[Provided text]:
The black-and-white choice for ‘Roma’ made the film even more beautiful without being overstimulating audiences.

Shot in black-and-white and in panoramic style, “Roma” is a cinematic masterpiece that makes its ten Oscar nominations well deserved. Directed by Alfonso Cuarón, the Mexican director of “Gravity” (2013) and “Harry Potter and the Prisoner of Azkaban” (2004), “Roma” follows the story of Cleo (Yalitza Aparicio), a live-in maid for a white, upper middle-class family in the Mexican city of Colonia Roma.

The film conveys a mood and emotion that tells a story through the characters’ intimacy with one another. Each scene conveys such emotion and beauty, it seems that if it were shot in color that overstimulation and distraction would occur.

Available to stream on Netflix, this is the perfect film to watch by yourself. Moreover, the company scoring this nomination is an amazing feat in their struggle to be taken seriously as a production company.

[Data excerpt]:

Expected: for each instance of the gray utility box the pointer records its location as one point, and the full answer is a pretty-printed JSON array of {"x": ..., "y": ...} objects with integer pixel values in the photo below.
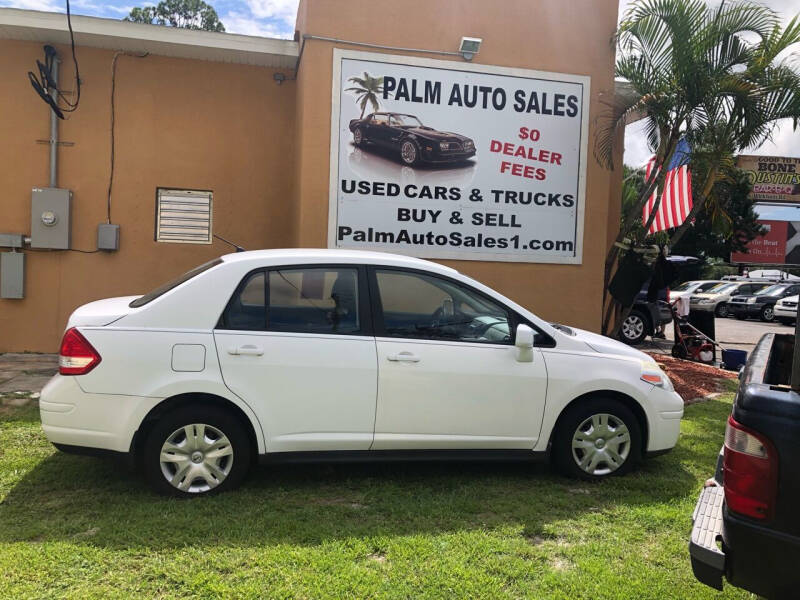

[Requests]:
a) Reproduce the passage of the review of "Roma" from "The black-and-white choice" up to and including "of Colonia Roma.", switching "maid" to "housekeeper".
b) Resume the review of "Roma" after its final sentence.

[Results of the tasks]:
a)
The black-and-white choice for ‘Roma’ made the film even more beautiful without being overstimulating audiences.

Shot in black-and-white and in panoramic style, “Roma” is a cinematic masterpiece that makes its ten Oscar nominations well deserved. Directed by Alfonso Cuarón, the Mexican director of “Gravity” (2013) and “Harry Potter and the Prisoner of Azkaban” (2004), “Roma” follows the story of Cleo (Yalitza Aparicio), a live-in housekeeper for a white, upper middle-class family in the Mexican city of Colonia Roma.

b)
The film’s plot is never jaw-dropping or mind-shattering, but it tells a compelling tale that many have never thought of, or probably gazed past. At the end, there is a sense of satisfaction. I, myself, was put to ease by it. Usually at the end of a movie, audiences discuss and express “what ifs” or “should have beens,” but the poetic and reverie-ness of Roma leaves us silent and still.

The black-and-white choice for ‘Roma’ made the film even more beautiful without being overstimulating audiences.